> _THE PROBLEM_: Give the data again exactly, stopping after the "the green stem" line.
BEGIN
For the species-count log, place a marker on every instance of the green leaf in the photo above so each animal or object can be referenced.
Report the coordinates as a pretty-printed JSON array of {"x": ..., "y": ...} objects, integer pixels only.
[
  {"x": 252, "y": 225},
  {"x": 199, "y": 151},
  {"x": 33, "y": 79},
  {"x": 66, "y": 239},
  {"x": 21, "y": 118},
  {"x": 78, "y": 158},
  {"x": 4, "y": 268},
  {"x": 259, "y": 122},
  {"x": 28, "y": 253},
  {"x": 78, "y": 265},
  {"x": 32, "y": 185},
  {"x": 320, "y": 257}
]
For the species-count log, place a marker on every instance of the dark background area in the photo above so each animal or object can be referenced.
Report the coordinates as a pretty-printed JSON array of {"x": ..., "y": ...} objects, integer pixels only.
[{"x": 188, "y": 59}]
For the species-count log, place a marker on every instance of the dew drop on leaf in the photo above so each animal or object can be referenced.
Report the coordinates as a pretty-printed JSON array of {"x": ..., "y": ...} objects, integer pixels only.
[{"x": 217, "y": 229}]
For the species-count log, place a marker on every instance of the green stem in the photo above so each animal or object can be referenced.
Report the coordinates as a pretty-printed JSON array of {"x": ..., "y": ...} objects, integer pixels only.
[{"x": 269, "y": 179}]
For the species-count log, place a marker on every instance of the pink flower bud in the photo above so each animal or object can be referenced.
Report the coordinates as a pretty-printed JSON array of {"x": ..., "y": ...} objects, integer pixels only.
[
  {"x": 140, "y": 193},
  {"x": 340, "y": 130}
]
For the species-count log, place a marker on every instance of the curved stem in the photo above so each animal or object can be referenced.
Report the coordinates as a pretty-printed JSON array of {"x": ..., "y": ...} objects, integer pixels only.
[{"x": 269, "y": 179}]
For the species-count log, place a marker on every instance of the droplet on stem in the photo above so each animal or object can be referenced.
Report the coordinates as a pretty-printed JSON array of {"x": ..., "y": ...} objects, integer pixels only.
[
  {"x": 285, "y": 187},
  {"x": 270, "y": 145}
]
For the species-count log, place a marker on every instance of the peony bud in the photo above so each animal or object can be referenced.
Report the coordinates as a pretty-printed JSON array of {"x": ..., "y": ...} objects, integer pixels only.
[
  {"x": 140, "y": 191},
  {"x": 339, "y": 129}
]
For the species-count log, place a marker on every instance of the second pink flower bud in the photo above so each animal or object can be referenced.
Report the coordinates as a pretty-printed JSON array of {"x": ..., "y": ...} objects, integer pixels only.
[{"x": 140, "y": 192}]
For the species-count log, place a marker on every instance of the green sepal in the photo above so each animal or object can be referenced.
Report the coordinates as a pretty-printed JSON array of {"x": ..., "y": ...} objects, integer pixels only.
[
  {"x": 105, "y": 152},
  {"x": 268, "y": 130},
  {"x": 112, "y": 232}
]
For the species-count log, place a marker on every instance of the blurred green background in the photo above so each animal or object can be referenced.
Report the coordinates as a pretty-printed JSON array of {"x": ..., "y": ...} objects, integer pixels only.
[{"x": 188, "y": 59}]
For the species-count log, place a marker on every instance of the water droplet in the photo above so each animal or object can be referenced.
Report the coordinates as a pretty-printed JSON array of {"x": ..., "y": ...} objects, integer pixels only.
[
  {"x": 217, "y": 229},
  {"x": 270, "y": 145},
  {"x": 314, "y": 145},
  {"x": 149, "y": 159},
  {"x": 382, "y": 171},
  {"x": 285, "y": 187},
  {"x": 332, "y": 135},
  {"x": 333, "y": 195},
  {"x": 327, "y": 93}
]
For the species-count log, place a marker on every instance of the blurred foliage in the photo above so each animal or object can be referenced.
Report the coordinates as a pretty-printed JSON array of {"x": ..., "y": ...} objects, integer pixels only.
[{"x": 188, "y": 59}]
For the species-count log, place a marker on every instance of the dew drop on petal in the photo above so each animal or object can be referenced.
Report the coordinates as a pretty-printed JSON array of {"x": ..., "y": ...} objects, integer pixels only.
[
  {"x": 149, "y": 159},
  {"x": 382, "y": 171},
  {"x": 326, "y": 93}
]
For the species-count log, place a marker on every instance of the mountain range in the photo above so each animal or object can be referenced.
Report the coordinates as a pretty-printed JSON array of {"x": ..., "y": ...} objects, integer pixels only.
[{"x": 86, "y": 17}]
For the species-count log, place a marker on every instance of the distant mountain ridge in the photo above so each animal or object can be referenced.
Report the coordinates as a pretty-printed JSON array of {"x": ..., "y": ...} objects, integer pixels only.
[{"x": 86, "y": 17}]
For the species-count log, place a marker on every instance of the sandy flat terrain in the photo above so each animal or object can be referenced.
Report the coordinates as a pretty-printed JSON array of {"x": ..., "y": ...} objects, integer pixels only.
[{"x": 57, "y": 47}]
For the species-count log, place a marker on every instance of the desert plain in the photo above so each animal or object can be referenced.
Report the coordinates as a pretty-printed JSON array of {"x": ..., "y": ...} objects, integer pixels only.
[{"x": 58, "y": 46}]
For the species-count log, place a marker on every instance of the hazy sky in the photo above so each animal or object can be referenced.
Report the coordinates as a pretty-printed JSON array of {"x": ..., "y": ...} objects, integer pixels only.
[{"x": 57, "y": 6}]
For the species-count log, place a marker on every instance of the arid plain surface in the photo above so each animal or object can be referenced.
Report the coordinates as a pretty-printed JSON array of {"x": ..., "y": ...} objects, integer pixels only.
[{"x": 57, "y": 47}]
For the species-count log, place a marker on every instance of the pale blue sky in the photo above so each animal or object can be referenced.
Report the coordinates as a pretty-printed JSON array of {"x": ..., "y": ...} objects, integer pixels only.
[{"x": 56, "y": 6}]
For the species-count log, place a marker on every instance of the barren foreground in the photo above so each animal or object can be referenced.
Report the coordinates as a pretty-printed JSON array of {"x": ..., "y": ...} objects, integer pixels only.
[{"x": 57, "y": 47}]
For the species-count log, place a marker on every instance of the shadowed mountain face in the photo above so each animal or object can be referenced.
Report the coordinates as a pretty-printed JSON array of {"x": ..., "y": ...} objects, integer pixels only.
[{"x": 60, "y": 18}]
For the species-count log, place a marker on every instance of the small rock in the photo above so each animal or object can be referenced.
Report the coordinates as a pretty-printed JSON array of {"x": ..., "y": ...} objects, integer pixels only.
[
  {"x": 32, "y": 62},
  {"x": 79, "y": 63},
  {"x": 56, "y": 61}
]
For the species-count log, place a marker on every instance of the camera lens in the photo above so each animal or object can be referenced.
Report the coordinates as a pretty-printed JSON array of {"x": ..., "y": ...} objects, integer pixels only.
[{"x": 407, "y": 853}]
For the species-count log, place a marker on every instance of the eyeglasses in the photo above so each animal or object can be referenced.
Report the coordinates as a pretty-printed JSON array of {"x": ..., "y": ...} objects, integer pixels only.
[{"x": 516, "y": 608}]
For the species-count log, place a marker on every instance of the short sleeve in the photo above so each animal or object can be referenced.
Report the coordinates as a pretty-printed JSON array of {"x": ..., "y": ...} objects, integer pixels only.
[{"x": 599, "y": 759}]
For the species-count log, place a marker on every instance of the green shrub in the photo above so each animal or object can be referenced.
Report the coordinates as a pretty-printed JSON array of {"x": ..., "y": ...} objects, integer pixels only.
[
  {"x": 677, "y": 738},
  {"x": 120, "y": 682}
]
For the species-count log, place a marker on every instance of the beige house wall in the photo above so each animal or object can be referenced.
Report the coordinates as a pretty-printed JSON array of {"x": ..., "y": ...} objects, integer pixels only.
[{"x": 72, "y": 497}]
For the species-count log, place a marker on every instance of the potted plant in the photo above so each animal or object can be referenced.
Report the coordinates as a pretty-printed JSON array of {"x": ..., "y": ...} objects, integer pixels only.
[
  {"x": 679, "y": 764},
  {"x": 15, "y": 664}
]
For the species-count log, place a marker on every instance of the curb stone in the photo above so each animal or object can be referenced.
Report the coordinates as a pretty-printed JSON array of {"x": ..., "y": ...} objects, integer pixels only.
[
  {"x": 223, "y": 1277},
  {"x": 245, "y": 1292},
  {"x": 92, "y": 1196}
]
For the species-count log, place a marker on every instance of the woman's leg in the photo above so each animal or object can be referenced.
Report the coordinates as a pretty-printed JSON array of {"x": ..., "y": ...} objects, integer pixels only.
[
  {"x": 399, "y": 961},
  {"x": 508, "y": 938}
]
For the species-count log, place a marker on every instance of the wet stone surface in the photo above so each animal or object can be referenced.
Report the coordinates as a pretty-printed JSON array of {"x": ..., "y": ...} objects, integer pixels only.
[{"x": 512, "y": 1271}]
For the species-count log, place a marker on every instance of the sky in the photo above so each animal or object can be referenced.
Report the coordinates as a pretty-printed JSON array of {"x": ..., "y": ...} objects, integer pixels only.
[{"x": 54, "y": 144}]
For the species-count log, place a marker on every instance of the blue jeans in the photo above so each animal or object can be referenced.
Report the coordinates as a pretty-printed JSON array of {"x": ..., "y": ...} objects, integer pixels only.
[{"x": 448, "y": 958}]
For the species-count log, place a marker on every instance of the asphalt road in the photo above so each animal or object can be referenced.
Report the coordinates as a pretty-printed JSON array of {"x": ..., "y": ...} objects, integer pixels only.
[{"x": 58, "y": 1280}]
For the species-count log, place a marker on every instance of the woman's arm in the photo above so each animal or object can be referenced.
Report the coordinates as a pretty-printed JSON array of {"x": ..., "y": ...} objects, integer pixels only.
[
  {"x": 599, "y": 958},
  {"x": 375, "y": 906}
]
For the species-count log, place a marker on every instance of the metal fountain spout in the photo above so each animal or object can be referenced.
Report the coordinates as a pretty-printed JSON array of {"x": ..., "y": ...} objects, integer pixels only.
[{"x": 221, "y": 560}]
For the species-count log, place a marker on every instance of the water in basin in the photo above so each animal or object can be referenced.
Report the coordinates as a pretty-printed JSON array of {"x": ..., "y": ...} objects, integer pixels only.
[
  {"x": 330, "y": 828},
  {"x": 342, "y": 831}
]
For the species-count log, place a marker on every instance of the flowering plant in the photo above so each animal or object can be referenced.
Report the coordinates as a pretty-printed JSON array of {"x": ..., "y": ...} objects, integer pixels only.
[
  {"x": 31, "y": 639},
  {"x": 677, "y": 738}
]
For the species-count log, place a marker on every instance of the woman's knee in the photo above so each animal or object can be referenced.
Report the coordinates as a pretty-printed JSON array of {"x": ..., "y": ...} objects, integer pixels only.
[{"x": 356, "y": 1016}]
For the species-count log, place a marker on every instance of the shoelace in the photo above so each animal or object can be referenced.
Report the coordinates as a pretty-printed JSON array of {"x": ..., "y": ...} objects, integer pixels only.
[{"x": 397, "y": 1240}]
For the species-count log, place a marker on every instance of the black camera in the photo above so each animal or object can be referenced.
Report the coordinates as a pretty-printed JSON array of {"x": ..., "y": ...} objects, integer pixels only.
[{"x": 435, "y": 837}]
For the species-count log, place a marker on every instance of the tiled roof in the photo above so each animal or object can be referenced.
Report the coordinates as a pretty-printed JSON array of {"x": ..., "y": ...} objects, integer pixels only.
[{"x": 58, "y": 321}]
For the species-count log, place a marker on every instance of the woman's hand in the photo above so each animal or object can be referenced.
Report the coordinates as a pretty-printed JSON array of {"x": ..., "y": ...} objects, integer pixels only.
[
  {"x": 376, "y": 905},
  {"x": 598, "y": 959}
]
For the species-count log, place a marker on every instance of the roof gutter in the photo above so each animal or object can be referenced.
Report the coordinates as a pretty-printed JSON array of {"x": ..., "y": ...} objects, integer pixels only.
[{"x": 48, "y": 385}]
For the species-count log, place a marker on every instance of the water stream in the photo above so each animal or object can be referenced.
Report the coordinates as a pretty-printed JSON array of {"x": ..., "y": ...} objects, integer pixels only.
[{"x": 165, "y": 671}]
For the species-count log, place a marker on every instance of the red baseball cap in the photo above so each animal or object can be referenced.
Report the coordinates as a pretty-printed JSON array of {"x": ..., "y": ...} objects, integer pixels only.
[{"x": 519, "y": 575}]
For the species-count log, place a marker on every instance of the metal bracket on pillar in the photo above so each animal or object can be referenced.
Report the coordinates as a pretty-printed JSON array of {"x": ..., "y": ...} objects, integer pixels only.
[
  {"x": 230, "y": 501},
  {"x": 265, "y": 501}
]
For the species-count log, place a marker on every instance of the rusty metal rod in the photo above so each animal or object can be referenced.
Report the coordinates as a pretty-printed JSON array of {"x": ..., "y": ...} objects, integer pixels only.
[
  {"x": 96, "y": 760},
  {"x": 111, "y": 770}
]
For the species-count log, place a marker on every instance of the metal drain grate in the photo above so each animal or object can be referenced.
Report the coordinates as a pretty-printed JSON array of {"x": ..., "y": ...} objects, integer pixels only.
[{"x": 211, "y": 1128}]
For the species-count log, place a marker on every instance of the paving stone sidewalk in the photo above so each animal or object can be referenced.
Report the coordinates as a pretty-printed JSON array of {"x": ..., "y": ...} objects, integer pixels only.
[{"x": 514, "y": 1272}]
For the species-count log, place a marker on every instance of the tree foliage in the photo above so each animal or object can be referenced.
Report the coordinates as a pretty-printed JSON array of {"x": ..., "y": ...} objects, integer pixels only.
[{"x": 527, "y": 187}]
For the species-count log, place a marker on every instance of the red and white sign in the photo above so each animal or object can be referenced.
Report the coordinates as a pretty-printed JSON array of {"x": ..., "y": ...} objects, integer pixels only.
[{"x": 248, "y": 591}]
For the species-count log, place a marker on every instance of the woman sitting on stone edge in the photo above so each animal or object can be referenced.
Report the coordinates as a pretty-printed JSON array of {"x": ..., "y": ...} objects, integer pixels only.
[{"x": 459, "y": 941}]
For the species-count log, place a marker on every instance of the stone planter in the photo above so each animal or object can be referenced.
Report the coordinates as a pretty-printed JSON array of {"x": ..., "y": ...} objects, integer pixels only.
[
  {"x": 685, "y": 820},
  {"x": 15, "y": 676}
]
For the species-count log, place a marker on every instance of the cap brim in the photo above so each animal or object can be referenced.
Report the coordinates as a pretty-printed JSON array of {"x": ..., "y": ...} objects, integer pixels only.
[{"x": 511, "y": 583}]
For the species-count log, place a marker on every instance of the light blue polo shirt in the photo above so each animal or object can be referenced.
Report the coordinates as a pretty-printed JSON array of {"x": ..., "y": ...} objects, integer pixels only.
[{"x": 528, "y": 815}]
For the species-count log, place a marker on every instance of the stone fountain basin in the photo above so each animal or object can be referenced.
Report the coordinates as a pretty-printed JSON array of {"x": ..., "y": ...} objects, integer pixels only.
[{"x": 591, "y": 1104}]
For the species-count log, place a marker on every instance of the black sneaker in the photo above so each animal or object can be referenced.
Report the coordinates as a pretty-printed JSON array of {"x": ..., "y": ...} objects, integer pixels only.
END
> _RESPONSE_:
For the species-count log, place a marker on every instance of the green leaf in the photo above so each animal or object can be referenced.
Report the coordinates as a pretty-printed JSON array of {"x": ..., "y": ...} objects, integer pixels only.
[
  {"x": 252, "y": 225},
  {"x": 199, "y": 151},
  {"x": 33, "y": 79},
  {"x": 66, "y": 239},
  {"x": 21, "y": 118},
  {"x": 78, "y": 158},
  {"x": 4, "y": 268},
  {"x": 259, "y": 122},
  {"x": 28, "y": 253},
  {"x": 78, "y": 265},
  {"x": 32, "y": 185},
  {"x": 320, "y": 257}
]
For the species-count log, place a marker on every instance of the dark background area in the photo above so each animal or object can be referenced.
Report the coordinates as a pretty-printed JSON array of {"x": ..., "y": ...} objects, integer pixels only.
[{"x": 188, "y": 59}]
For the species-count log, place a marker on every instance of the dew drop on leaf in the photo above so each animal or object can be referenced.
Report the coordinates as a pretty-printed JSON array of {"x": ..., "y": ...} objects, integer pixels only.
[{"x": 217, "y": 229}]
For the species-count log, place a marker on every instance of the green stem in the photo above so each animal or object can be referenced.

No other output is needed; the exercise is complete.